*TRAVAIL DEMANDÉ*:
Présente chaque ligne des enregistrements ci-dessous sous forme de liste JSON de chaînes, une chaîne par ligne, sans les lignes vides.

*ENREGISTREMENTS*:
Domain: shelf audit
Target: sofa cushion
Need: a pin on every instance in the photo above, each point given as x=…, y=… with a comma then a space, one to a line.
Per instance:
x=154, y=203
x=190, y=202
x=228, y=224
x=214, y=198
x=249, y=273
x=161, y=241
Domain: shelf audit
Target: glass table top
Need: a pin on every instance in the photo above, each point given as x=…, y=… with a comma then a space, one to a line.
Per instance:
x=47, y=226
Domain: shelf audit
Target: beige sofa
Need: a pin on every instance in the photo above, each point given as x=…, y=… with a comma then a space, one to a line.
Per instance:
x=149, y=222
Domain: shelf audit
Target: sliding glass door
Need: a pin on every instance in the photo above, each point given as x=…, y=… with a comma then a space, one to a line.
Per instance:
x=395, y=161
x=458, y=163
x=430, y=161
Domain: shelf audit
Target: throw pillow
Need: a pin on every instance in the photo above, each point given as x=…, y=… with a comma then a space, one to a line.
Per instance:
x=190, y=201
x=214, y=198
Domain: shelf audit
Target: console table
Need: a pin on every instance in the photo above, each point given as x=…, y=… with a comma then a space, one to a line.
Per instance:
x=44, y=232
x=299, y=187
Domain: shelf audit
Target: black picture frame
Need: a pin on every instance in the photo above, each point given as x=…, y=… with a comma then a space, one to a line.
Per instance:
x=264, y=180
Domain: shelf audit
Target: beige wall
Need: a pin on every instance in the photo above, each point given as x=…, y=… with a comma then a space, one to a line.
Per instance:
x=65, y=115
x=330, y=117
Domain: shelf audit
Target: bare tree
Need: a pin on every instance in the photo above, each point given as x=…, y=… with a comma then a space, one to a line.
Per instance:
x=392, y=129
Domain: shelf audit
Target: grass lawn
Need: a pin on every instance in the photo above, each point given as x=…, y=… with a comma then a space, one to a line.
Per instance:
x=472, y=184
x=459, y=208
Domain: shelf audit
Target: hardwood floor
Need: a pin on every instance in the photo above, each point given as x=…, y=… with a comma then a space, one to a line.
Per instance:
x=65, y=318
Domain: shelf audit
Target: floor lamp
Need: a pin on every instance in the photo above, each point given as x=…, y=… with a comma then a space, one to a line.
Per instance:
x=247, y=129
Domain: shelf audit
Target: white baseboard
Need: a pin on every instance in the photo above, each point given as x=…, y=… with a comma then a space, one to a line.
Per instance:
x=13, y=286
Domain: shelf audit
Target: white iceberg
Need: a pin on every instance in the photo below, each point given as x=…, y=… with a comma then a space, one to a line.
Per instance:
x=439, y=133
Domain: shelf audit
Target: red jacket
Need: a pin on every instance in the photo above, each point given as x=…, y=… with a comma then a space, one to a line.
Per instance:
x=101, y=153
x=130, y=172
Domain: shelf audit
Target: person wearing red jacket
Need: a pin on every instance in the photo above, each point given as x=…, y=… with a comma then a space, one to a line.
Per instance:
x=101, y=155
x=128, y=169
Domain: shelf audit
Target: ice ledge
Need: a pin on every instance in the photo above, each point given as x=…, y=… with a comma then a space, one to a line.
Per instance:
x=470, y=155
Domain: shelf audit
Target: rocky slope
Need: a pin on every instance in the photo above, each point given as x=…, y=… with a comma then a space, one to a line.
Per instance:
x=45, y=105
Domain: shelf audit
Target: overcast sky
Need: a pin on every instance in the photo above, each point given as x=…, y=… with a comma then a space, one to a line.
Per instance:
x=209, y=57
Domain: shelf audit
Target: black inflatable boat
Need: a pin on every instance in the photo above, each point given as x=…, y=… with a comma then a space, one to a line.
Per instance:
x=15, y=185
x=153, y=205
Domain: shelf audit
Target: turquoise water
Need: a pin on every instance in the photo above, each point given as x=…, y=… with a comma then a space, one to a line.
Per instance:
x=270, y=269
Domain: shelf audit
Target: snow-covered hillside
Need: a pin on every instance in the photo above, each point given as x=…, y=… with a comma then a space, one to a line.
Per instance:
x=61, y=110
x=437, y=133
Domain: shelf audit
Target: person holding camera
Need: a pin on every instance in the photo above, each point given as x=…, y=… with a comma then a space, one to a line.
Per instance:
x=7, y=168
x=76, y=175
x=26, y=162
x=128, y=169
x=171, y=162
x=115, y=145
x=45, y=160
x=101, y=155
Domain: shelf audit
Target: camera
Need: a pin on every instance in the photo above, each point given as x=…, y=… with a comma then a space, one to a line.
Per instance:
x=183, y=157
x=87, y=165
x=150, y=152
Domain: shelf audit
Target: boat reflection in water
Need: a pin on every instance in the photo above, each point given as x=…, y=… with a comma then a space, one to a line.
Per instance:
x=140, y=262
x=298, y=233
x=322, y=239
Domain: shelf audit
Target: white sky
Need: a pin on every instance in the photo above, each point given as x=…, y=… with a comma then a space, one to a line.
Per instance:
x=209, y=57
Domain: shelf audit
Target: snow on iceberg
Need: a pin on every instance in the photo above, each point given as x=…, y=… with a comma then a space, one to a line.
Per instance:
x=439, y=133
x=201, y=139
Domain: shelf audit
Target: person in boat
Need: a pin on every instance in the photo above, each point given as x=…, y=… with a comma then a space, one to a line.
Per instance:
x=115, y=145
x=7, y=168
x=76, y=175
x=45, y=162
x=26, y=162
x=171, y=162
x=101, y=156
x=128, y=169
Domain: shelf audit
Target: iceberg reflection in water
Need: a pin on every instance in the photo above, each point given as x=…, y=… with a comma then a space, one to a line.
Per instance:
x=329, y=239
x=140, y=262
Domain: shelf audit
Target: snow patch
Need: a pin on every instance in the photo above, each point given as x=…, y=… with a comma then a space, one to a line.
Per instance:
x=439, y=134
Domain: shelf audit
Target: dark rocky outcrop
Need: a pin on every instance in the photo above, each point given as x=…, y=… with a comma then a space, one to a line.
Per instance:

*RÉPONSE ATTENDUE*:
[
  "Domain: shelf audit",
  "Target: sofa cushion",
  "Need: a pin on every instance in the photo above, each point given as x=…, y=… with a comma then a space, one to a line.",
  "Per instance:",
  "x=154, y=203",
  "x=190, y=202",
  "x=228, y=224",
  "x=214, y=198",
  "x=249, y=273",
  "x=161, y=241",
  "Domain: shelf audit",
  "Target: glass table top",
  "Need: a pin on every instance in the photo above, each point given as x=…, y=… with a comma then a space, one to a line.",
  "Per instance:",
  "x=47, y=226",
  "Domain: shelf audit",
  "Target: beige sofa",
  "Need: a pin on every instance in the photo above, each point given as x=…, y=… with a comma then a space, one to a line.",
  "Per instance:",
  "x=149, y=222",
  "Domain: shelf audit",
  "Target: sliding glass door",
  "Need: a pin on every instance in the photo above, each point given as x=…, y=… with a comma then a space, one to a line.",
  "Per instance:",
  "x=395, y=161",
  "x=458, y=163",
  "x=430, y=161",
  "Domain: shelf audit",
  "Target: throw pillow",
  "Need: a pin on every instance in the photo above, each point given as x=…, y=… with a comma then a space, one to a line.",
  "Per instance:",
  "x=190, y=201",
  "x=214, y=198",
  "Domain: shelf audit",
  "Target: console table",
  "Need: a pin on every instance in the photo above, each point given as x=…, y=… with a comma then a space, one to a line.",
  "Per instance:",
  "x=44, y=232",
  "x=299, y=187",
  "Domain: shelf audit",
  "Target: black picture frame",
  "Need: a pin on every instance in the photo above, each point given as x=…, y=… with a comma then a space, one to a line.",
  "Per instance:",
  "x=264, y=180",
  "Domain: shelf audit",
  "Target: beige wall",
  "Need: a pin on every instance in the photo above, each point given as x=…, y=… with a comma then a space, one to a line.",
  "Per instance:",
  "x=65, y=115",
  "x=330, y=117",
  "Domain: shelf audit",
  "Target: bare tree",
  "Need: a pin on every instance in the photo above, each point given as x=…, y=… with a comma then a space, one to a line.",
  "Per instance:",
  "x=392, y=129",
  "Domain: shelf audit",
  "Target: grass lawn",
  "Need: a pin on every instance in the photo above, each point given as x=…, y=… with a comma then a space, one to a line.",
  "Per instance:",
  "x=472, y=184",
  "x=459, y=208",
  "Domain: shelf audit",
  "Target: hardwood floor",
  "Need: a pin on every instance in the photo above, each point given as x=…, y=… with a comma then a space, one to a line.",
  "Per instance:",
  "x=65, y=318",
  "Domain: shelf audit",
  "Target: floor lamp",
  "Need: a pin on every instance in the photo above, each point given as x=…, y=… with a comma then a space, one to a line.",
  "Per instance:",
  "x=247, y=129",
  "Domain: shelf audit",
  "Target: white baseboard",
  "Need: a pin on every instance in the photo above, each point given as x=…, y=… with a comma then a space, one to a line.",
  "Per instance:",
  "x=13, y=286",
  "Domain: shelf audit",
  "Target: white iceberg",
  "Need: a pin on every instance in the photo below, each point given as x=…, y=… with a comma then a space, one to a line.",
  "Per instance:",
  "x=439, y=133",
  "Domain: shelf audit",
  "Target: red jacket",
  "Need: a pin on every instance in the photo above, each point given as x=…, y=… with a comma then a space, one to a line.",
  "Per instance:",
  "x=101, y=153",
  "x=130, y=172",
  "Domain: shelf audit",
  "Target: person wearing red jacket",
  "Need: a pin on every instance in the photo above, each point given as x=…, y=… with a comma then a space, one to a line.",
  "Per instance:",
  "x=101, y=155",
  "x=128, y=169",
  "Domain: shelf audit",
  "Target: ice ledge",
  "Need: a pin on every instance in the photo above, each point given as x=…, y=… with a comma then a space, one to a line.",
  "Per instance:",
  "x=470, y=155",
  "Domain: shelf audit",
  "Target: rocky slope",
  "Need: a pin on every instance in the photo above, each point given as x=…, y=… with a comma then a space, one to a line.",
  "Per instance:",
  "x=45, y=105",
  "Domain: shelf audit",
  "Target: overcast sky",
  "Need: a pin on every instance in the photo above, each point given as x=…, y=… with a comma then a space, one to a line.",
  "Per instance:",
  "x=209, y=57",
  "Domain: shelf audit",
  "Target: black inflatable boat",
  "Need: a pin on every instance in the photo above, each point given as x=…, y=… with a comma then a space, one to a line.",
  "Per instance:",
  "x=15, y=185",
  "x=153, y=205",
  "Domain: shelf audit",
  "Target: turquoise water",
  "Need: a pin on every instance in the photo above, each point given as x=…, y=… with a comma then a space, one to a line.",
  "Per instance:",
  "x=270, y=269",
  "Domain: shelf audit",
  "Target: snow-covered hillside",
  "Need: a pin on every instance in the photo above, each point given as x=…, y=… with a comma then a space, one to a line.",
  "Per instance:",
  "x=61, y=110",
  "x=437, y=133",
  "Domain: shelf audit",
  "Target: person holding camera",
  "Need: a pin on every instance in the photo above, each point given as x=…, y=… with a comma then a space, one to a line.",
  "Per instance:",
  "x=7, y=168",
  "x=76, y=175",
  "x=26, y=162",
  "x=128, y=169",
  "x=171, y=162",
  "x=115, y=145",
  "x=45, y=160",
  "x=101, y=155",
  "Domain: shelf audit",
  "Target: camera",
  "Need: a pin on every instance in the photo above, each point given as x=…, y=… with a comma then a space, one to a line.",
  "Per instance:",
  "x=183, y=157",
  "x=87, y=165",
  "x=150, y=152",
  "Domain: shelf audit",
  "Target: boat reflection in water",
  "Need: a pin on every instance in the photo above, each point given as x=…, y=… with a comma then a space, one to a line.",
  "Per instance:",
  "x=140, y=262",
  "x=298, y=233",
  "x=322, y=239",
  "Domain: shelf audit",
  "Target: white sky",
  "Need: a pin on every instance in the photo above, each point given as x=…, y=… with a comma then a space, one to a line.",
  "Per instance:",
  "x=209, y=57",
  "Domain: shelf audit",
  "Target: snow on iceberg",
  "Need: a pin on every instance in the photo above, each point given as x=…, y=… with a comma then a space, one to a line.",
  "Per instance:",
  "x=439, y=133",
  "x=201, y=139",
  "Domain: shelf audit",
  "Target: person in boat",
  "Need: a pin on every instance in the photo above, each point given as x=…, y=… with a comma then a space, one to a line.",
  "Per instance:",
  "x=115, y=145",
  "x=7, y=168",
  "x=76, y=175",
  "x=45, y=162",
  "x=26, y=162",
  "x=171, y=162",
  "x=101, y=156",
  "x=128, y=169",
  "Domain: shelf audit",
  "Target: iceberg reflection in water",
  "Need: a pin on every instance in the photo above, each point given as x=…, y=… with a comma then a space, one to a line.",
  "Per instance:",
  "x=329, y=239",
  "x=140, y=262",
  "Domain: shelf audit",
  "Target: snow patch",
  "Need: a pin on every instance in the photo above, each point given as x=…, y=… with a comma then a space, one to a line.",
  "Per instance:",
  "x=439, y=134",
  "Domain: shelf audit",
  "Target: dark rocky outcrop",
  "Need: a pin on every instance in the photo above, each point given as x=…, y=… with a comma then a space, one to a line.",
  "Per instance:"
]